In the material below, find every line with "power" and pull it out.

___ Given records

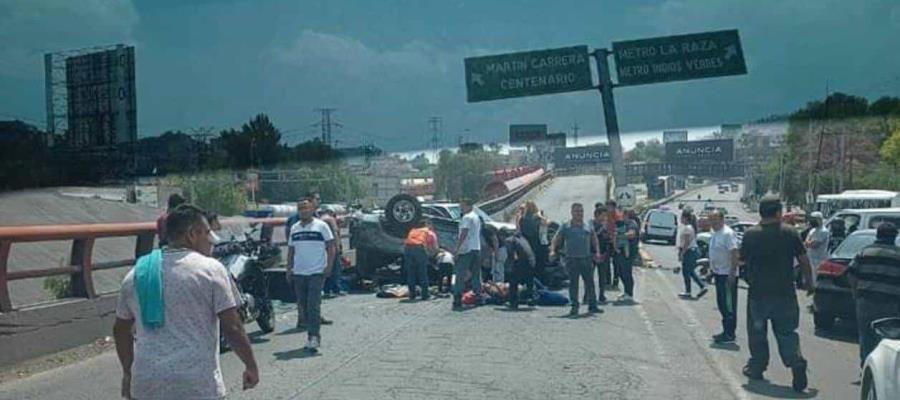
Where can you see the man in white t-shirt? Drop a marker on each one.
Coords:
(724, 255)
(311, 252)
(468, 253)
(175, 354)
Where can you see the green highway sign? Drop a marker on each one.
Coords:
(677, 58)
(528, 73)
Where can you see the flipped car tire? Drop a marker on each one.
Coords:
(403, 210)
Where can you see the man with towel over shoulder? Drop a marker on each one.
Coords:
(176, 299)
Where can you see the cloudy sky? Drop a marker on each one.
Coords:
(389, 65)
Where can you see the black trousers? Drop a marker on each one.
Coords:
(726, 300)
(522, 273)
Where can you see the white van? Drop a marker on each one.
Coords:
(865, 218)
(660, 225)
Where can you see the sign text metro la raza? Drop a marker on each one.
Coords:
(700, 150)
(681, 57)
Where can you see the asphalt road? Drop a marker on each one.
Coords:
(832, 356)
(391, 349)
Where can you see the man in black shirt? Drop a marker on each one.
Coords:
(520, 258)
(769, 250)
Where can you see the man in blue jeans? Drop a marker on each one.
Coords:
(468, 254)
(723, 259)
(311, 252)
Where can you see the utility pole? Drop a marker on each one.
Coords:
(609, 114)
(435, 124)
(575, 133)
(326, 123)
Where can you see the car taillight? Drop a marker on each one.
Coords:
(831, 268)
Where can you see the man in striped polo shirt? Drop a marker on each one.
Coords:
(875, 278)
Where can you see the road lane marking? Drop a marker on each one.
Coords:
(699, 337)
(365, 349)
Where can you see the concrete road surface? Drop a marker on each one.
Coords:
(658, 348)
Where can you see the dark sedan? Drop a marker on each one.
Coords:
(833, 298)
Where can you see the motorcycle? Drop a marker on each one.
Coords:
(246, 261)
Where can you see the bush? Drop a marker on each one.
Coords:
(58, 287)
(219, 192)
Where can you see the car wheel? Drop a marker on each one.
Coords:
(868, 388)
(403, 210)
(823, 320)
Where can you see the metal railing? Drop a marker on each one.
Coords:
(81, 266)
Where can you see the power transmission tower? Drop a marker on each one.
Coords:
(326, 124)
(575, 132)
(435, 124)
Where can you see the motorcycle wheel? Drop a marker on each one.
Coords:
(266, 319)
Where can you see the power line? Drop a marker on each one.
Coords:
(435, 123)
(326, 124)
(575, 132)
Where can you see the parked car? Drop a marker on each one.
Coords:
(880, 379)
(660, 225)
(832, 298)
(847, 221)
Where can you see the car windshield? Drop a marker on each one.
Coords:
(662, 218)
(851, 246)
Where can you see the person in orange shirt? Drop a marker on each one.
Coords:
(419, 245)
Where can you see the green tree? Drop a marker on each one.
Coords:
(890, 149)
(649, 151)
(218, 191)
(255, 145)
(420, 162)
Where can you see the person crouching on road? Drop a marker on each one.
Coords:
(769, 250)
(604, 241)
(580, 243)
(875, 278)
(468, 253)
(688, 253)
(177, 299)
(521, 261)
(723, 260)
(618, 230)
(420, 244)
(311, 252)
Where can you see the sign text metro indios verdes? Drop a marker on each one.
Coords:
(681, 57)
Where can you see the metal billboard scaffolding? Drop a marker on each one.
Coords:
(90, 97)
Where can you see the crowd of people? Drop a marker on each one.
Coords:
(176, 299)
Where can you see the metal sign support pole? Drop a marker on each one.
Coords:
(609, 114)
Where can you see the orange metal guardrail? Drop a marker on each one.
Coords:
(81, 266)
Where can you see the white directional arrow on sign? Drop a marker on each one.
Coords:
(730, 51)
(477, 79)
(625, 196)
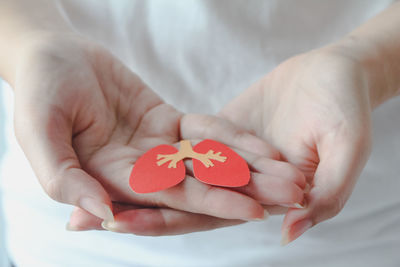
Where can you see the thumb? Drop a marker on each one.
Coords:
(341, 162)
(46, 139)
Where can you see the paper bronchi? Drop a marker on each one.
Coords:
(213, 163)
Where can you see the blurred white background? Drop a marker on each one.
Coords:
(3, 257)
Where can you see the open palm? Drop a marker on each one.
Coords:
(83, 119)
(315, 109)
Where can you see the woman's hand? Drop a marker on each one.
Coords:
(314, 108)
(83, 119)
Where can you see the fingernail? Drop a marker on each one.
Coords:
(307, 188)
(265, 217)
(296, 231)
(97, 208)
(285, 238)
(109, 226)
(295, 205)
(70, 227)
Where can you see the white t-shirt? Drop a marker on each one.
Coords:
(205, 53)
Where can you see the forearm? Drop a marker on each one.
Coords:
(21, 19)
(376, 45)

______
___ Given records

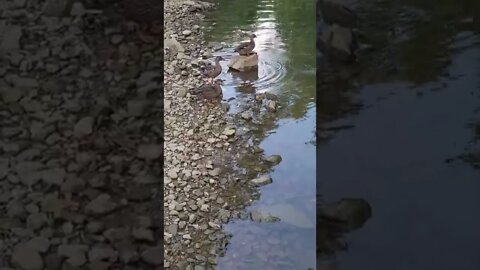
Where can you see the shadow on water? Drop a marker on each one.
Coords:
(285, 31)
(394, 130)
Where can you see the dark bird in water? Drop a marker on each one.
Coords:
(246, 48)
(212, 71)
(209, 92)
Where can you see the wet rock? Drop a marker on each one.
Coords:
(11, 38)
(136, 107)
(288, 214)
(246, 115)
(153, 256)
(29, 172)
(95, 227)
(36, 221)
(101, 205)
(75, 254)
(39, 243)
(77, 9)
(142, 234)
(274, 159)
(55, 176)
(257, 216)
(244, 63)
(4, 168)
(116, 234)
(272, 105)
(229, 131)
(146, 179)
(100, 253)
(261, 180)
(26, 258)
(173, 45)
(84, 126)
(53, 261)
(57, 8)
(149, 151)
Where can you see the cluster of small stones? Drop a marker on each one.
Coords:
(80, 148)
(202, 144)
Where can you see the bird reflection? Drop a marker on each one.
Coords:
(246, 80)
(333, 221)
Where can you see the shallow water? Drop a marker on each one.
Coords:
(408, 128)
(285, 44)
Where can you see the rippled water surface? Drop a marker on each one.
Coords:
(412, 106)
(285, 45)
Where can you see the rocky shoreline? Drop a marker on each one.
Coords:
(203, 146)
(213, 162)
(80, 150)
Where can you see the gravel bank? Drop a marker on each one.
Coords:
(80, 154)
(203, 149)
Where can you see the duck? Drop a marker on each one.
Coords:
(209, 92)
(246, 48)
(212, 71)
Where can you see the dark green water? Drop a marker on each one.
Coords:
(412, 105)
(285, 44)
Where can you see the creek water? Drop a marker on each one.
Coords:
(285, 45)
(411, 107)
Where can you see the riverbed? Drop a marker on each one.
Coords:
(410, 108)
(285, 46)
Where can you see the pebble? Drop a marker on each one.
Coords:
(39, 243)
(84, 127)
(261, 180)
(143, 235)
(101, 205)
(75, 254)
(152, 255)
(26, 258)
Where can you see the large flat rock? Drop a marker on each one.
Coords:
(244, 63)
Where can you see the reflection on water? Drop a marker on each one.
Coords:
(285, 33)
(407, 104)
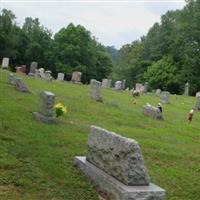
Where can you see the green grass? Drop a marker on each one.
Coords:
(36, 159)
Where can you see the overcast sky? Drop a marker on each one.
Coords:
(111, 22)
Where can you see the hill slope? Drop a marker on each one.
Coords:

______
___ Given records

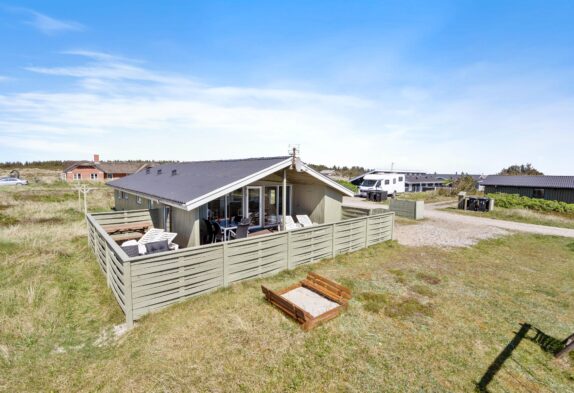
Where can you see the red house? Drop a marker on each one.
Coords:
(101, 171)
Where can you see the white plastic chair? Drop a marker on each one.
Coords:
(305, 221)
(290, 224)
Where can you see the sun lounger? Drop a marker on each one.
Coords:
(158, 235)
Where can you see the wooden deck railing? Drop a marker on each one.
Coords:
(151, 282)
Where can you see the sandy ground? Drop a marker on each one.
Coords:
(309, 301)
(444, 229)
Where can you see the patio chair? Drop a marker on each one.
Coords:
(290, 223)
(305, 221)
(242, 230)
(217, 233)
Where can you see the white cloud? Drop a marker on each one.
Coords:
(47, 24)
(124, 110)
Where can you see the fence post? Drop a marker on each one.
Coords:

______

#### Answer to the exercise:
Where can you see the power transmission tower? Drop a marker on each one.
Where can you see the power line? Drop a marker on each one.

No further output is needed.